■ **Description of the task**
Edit the records below so that "wooden railing" becomes "timber railing" everywhere, and leave everything else untouched.

■ **Input data**
┄┄┄┄┄┄┄┄┄┄┄┄┄┄┄┄┄┄┄┄

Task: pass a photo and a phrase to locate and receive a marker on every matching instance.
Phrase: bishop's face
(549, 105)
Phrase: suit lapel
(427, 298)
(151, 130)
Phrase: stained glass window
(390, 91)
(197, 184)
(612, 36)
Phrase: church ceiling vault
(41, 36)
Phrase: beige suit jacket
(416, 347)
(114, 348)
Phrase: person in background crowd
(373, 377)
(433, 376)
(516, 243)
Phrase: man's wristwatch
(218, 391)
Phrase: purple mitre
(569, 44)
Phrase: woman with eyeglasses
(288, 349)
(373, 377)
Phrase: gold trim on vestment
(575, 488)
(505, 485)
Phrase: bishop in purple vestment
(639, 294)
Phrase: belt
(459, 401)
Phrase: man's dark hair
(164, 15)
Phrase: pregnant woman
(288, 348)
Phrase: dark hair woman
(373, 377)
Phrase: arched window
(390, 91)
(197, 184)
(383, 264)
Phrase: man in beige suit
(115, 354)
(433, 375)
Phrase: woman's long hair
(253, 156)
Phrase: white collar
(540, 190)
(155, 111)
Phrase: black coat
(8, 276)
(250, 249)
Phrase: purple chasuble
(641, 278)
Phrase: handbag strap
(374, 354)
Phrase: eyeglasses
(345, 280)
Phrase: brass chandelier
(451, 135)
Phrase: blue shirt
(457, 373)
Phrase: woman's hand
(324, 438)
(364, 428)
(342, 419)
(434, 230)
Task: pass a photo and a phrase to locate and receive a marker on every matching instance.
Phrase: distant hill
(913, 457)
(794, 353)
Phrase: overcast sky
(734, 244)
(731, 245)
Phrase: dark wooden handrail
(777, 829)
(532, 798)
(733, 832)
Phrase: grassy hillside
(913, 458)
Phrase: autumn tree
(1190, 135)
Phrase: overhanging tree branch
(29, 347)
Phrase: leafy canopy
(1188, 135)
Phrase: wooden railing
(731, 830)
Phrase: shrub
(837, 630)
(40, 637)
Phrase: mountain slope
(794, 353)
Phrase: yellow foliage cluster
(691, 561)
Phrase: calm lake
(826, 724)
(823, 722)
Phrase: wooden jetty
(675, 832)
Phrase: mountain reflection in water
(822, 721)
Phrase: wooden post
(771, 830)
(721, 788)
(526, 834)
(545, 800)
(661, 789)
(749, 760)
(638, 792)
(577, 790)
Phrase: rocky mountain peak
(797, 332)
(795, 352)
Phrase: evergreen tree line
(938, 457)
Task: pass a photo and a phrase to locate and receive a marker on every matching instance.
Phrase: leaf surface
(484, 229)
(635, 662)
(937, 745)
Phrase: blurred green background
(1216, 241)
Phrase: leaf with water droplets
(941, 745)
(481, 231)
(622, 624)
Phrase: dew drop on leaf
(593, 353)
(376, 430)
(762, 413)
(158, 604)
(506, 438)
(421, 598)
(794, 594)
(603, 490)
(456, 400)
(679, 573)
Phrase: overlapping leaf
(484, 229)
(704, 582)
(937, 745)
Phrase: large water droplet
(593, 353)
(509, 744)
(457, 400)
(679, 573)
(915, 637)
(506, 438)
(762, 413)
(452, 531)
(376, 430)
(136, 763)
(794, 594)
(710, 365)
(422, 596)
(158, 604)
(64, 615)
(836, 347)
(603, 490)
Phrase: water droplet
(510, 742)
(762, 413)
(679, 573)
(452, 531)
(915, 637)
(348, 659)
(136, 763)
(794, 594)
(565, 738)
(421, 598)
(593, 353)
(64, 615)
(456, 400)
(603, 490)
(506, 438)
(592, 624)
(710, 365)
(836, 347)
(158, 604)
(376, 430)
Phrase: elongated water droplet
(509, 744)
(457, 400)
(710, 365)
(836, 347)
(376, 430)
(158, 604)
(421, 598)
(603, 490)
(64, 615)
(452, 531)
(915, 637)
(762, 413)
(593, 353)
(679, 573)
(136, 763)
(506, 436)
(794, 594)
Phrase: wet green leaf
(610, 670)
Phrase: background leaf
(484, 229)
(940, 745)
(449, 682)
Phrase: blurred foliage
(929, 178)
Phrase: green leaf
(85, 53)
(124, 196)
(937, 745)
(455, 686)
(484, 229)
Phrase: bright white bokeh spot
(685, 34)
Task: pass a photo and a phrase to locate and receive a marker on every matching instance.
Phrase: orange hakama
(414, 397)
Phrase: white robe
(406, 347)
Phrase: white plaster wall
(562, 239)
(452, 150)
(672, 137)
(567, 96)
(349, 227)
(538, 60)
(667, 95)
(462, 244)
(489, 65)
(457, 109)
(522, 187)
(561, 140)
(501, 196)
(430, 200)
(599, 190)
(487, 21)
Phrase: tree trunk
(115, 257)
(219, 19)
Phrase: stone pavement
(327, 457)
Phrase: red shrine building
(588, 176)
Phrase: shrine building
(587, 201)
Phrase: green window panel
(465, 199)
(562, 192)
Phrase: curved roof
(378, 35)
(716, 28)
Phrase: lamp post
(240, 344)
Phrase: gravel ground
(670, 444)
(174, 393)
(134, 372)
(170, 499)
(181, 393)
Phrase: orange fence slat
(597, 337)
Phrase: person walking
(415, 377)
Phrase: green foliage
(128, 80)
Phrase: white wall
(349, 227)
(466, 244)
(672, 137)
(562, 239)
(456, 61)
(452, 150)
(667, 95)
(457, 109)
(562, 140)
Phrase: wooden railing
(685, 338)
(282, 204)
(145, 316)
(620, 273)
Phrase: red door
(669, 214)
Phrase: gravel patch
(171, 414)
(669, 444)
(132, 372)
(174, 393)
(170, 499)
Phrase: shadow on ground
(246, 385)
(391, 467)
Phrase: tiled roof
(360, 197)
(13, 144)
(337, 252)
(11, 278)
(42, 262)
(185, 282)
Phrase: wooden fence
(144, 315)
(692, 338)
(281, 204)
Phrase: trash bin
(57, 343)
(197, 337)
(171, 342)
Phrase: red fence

┄┄┄┄┄┄┄┄┄┄┄┄┄┄┄┄┄┄┄┄

■ **Reply to the task**
Task: pass a photo and a phrase to locate and receive a marker on every matching instance.
Phrase: bishop's face
(549, 105)
Phrase: suit lapel
(427, 298)
(151, 130)
Phrase: stained glass window
(390, 91)
(197, 184)
(612, 36)
Phrase: church ceiling vault
(41, 36)
Phrase: beige suit jacket
(416, 347)
(114, 348)
Phrase: person in background crowd
(373, 377)
(433, 376)
(516, 243)
Phrase: man's wristwatch
(218, 391)
Phrase: purple mitre
(569, 44)
Phrase: woman with eyeglasses
(288, 349)
(373, 377)
Phrase: gold trim on vestment
(575, 488)
(505, 485)
Phrase: bishop in purple vestment
(639, 294)
Phrase: belt
(459, 401)
Phrase: man's dark hair
(164, 15)
Phrase: pregnant woman
(288, 348)
Phrase: dark hair woman
(373, 377)
Phrase: arched window
(390, 91)
(197, 184)
(383, 264)
Phrase: man in beige suit
(115, 354)
(433, 375)
Phrase: woman's long hair
(253, 156)
Phrase: white collar
(540, 190)
(155, 111)
Phrase: black coat
(8, 276)
(250, 249)
Phrase: purple chasuble
(641, 278)
Phrase: handbag strap
(374, 354)
Phrase: eyeglasses
(345, 280)
Phrase: brass chandelier
(451, 135)
Phrase: blue shirt
(457, 373)
Phrase: woman's hand
(324, 438)
(364, 428)
(342, 419)
(434, 230)
Task: pass a photo and a phrase to locate and receive a marker on every matching instance.
Phrase: distant hill
(913, 457)
(794, 353)
Phrase: overcast sky
(734, 244)
(731, 245)
Phrase: dark wooden handrail
(777, 829)
(532, 798)
(733, 832)
Phrase: grassy hillside
(913, 458)
Phrase: autumn tree
(1190, 135)
Phrase: overhanging tree branch
(29, 347)
Phrase: leafy canopy
(1188, 135)
Phrase: timber railing
(731, 830)
Phrase: shrub
(837, 630)
(40, 637)
Phrase: mountain slope
(794, 353)
Phrase: yellow foliage cluster
(691, 561)
Phrase: calm lake
(826, 724)
(823, 722)
Phrase: wooden jetty
(675, 832)
Phrase: mountain reflection in water
(822, 721)
Phrase: wooden post
(771, 830)
(721, 788)
(526, 834)
(545, 800)
(661, 789)
(749, 760)
(638, 792)
(577, 790)
Phrase: rocky mountain peak
(797, 332)
(795, 352)
Phrase: evergreen tree line
(938, 457)
Task: pass a photo and a phrase to locate and receive a marker on every matching instance.
Phrase: leaf surface
(484, 229)
(635, 662)
(937, 745)
Phrase: blurred green background
(1216, 241)
Phrase: leaf with water droplets
(941, 745)
(481, 231)
(622, 624)
Phrase: dew drop on leaf
(593, 353)
(376, 430)
(762, 413)
(158, 604)
(506, 438)
(421, 598)
(794, 594)
(603, 490)
(456, 400)
(679, 573)
Phrase: overlapping leaf
(484, 229)
(704, 582)
(937, 745)
Phrase: large water droplet
(593, 353)
(509, 744)
(457, 400)
(679, 573)
(915, 637)
(506, 438)
(762, 413)
(452, 531)
(376, 430)
(136, 763)
(794, 594)
(710, 365)
(422, 596)
(158, 604)
(64, 615)
(836, 347)
(603, 490)
Phrase: water droplet
(510, 742)
(762, 413)
(679, 573)
(452, 531)
(915, 637)
(348, 659)
(136, 763)
(794, 594)
(565, 738)
(421, 598)
(593, 353)
(64, 615)
(456, 400)
(603, 490)
(506, 438)
(592, 624)
(710, 365)
(836, 347)
(158, 604)
(376, 430)
Phrase: elongated water droplet
(509, 744)
(457, 400)
(710, 365)
(836, 347)
(376, 430)
(158, 604)
(421, 598)
(603, 490)
(64, 615)
(452, 531)
(915, 637)
(762, 413)
(593, 353)
(679, 573)
(136, 763)
(506, 436)
(794, 594)
Phrase: wet green leaf
(610, 670)
Phrase: background leaf
(484, 229)
(940, 745)
(449, 682)
Phrase: blurred foliage
(929, 178)
Phrase: green leaf
(85, 53)
(124, 196)
(937, 745)
(455, 686)
(484, 229)
Phrase: bright white bokeh spot
(685, 34)
Task: pass a photo and a phrase to locate and receive a marker on every matching instance.
Phrase: orange hakama
(414, 397)
Phrase: white robe
(406, 347)
Phrase: white plaster wall
(562, 239)
(452, 150)
(672, 137)
(567, 96)
(349, 227)
(538, 60)
(667, 95)
(462, 244)
(489, 65)
(457, 109)
(522, 187)
(561, 140)
(501, 196)
(430, 200)
(599, 190)
(487, 21)
Phrase: tree trunk
(115, 257)
(219, 19)
Phrase: stone pavement
(327, 457)
Phrase: red shrine building
(588, 176)
Phrase: shrine building
(587, 201)
Phrase: green window panel
(465, 199)
(562, 192)
Phrase: curved roof
(378, 35)
(716, 28)
Phrase: lamp post
(240, 344)
Phrase: gravel ground
(670, 444)
(174, 393)
(134, 372)
(170, 499)
(181, 393)
Phrase: orange fence slat
(597, 337)
Phrase: person walking
(415, 377)
Phrase: green foliage
(128, 80)
Phrase: white wall
(349, 227)
(466, 244)
(672, 137)
(562, 239)
(456, 61)
(452, 150)
(667, 95)
(457, 109)
(562, 140)
Phrase: timber railing
(685, 338)
(282, 204)
(145, 316)
(620, 273)
Phrase: red door
(669, 214)
Phrase: gravel patch
(171, 414)
(669, 444)
(132, 372)
(174, 393)
(170, 499)
Phrase: shadow on ground
(246, 385)
(391, 467)
Phrase: tiled roof
(360, 197)
(13, 144)
(337, 252)
(11, 278)
(42, 262)
(185, 282)
Phrase: wooden fence
(144, 315)
(692, 338)
(281, 204)
Phrase: trash bin
(57, 343)
(197, 337)
(171, 342)
Phrase: red fence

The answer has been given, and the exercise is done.